● Aim of the task
Give back exactly the lines of the data below, starting with the line that has "of the windshield" and going on through the line that has "of the chrome".

BEGIN

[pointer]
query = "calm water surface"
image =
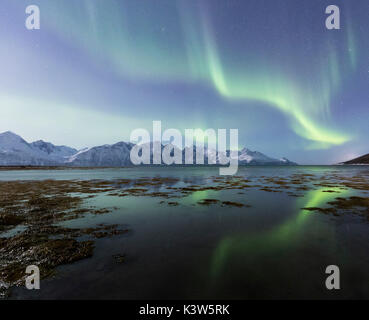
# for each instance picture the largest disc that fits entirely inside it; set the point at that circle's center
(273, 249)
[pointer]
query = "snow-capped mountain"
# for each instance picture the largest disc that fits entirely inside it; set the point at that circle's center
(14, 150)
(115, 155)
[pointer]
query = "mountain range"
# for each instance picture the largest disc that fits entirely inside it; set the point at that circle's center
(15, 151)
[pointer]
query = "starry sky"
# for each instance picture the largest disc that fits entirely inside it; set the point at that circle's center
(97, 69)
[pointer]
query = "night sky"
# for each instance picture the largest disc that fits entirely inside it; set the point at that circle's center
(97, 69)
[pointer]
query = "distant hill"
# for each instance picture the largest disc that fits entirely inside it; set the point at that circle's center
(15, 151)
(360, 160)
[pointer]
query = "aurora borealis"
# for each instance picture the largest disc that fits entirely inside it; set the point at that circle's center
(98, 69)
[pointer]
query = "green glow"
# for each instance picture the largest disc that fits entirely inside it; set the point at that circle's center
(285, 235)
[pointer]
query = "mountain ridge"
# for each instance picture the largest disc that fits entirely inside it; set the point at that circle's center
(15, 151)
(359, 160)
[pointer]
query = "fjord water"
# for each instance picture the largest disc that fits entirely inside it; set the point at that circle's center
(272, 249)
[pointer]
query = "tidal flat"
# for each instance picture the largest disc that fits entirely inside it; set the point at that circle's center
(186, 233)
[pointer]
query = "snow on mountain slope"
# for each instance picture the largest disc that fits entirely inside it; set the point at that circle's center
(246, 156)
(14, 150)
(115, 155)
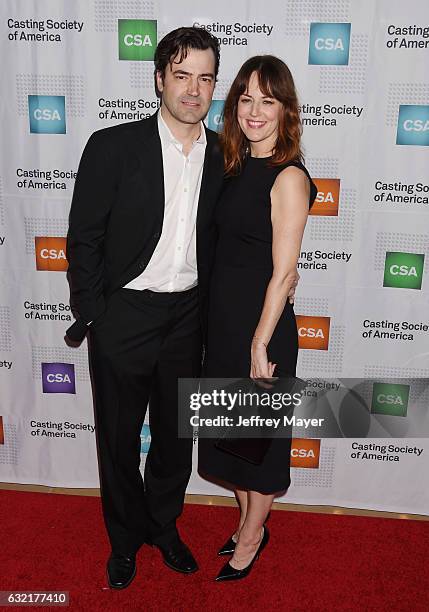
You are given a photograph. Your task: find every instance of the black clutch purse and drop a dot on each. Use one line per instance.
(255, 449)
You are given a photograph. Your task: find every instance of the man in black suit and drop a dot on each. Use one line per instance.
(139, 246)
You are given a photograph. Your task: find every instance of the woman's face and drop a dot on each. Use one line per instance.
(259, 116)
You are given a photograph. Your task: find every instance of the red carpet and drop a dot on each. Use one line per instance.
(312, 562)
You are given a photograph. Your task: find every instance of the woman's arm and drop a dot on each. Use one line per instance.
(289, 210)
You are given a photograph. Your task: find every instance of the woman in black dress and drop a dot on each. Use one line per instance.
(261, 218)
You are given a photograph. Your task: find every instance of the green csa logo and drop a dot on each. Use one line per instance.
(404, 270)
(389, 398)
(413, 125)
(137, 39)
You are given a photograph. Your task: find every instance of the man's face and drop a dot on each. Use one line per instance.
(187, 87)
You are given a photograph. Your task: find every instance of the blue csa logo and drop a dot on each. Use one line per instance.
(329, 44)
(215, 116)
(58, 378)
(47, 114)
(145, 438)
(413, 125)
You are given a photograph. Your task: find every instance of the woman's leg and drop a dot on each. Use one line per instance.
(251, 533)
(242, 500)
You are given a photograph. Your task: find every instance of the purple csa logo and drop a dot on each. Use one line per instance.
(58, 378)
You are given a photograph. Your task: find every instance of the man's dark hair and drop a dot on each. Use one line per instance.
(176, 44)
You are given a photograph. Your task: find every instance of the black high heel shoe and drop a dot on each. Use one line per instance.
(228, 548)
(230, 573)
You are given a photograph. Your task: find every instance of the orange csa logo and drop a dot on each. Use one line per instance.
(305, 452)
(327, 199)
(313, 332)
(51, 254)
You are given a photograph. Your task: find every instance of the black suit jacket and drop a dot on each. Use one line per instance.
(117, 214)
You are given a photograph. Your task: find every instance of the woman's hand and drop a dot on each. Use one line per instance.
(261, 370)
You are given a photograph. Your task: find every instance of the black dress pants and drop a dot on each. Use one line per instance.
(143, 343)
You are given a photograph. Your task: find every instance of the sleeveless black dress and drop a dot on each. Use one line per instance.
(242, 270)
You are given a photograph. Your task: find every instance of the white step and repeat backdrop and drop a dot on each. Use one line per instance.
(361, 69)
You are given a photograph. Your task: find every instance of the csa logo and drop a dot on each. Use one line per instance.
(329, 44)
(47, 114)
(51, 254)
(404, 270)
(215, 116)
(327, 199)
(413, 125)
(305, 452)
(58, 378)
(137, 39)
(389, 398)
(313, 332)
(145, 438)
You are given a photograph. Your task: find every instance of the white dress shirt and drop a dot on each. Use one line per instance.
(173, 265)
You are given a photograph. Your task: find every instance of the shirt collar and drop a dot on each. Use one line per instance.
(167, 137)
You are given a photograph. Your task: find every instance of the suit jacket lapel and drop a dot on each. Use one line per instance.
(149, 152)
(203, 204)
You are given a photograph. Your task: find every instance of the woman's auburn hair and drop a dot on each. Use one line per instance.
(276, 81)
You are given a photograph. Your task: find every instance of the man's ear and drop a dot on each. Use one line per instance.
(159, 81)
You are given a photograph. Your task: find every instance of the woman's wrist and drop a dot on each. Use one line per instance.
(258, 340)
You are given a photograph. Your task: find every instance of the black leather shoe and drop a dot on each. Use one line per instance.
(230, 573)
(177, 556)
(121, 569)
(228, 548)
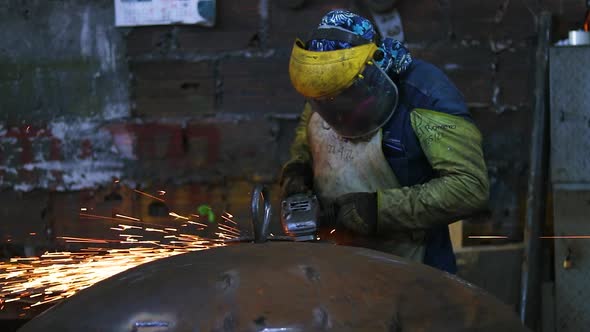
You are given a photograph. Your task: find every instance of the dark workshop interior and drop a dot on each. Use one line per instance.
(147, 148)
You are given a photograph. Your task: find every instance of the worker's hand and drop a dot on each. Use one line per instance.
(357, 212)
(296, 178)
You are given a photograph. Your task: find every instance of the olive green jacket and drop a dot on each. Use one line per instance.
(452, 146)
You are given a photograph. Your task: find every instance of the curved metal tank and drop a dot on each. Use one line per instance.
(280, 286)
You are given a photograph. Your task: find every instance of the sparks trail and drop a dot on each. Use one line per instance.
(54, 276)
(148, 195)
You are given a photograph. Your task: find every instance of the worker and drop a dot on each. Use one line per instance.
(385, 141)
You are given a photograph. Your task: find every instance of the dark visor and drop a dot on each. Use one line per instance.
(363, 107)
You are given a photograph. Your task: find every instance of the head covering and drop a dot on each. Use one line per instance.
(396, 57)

END
BEGIN

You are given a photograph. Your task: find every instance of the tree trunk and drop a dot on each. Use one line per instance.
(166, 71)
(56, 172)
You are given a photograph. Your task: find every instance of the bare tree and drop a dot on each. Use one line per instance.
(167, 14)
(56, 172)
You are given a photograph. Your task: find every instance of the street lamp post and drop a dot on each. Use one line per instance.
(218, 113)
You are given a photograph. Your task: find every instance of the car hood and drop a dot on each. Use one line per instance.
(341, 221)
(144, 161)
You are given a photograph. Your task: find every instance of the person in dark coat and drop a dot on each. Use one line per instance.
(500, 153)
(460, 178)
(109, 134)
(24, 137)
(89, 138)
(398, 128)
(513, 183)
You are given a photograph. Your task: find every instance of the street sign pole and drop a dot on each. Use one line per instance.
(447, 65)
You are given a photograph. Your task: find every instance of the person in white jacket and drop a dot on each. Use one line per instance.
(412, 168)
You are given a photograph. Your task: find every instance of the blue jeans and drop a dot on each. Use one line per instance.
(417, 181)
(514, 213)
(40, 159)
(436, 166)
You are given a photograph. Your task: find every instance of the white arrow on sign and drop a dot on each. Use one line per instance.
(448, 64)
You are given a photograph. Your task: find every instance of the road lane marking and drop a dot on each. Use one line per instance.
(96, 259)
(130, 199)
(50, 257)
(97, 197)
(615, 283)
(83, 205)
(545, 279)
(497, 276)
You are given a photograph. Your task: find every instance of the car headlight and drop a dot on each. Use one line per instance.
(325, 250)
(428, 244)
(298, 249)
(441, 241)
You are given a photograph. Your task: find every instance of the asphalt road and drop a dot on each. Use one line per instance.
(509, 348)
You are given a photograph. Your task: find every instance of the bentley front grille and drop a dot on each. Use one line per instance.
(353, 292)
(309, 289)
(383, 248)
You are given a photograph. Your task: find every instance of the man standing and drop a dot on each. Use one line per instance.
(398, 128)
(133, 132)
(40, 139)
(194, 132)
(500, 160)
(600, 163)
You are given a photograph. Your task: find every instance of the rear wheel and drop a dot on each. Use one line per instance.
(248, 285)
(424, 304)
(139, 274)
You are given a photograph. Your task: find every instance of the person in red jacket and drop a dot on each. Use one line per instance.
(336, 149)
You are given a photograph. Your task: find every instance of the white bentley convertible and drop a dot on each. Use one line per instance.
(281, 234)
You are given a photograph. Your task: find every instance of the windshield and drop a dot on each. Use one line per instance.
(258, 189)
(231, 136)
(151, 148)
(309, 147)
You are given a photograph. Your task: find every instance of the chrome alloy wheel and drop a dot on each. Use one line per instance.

END

● Exercise solution
You are given a photograph. Your task: find every instance of the windshield and drop a dot on each. Use one line per instance.
(258, 189)
(231, 136)
(151, 148)
(309, 147)
You are given a photograph. Your task: find every instance of the chrome alloy wheel and drop a dot on each. Use one line per instance.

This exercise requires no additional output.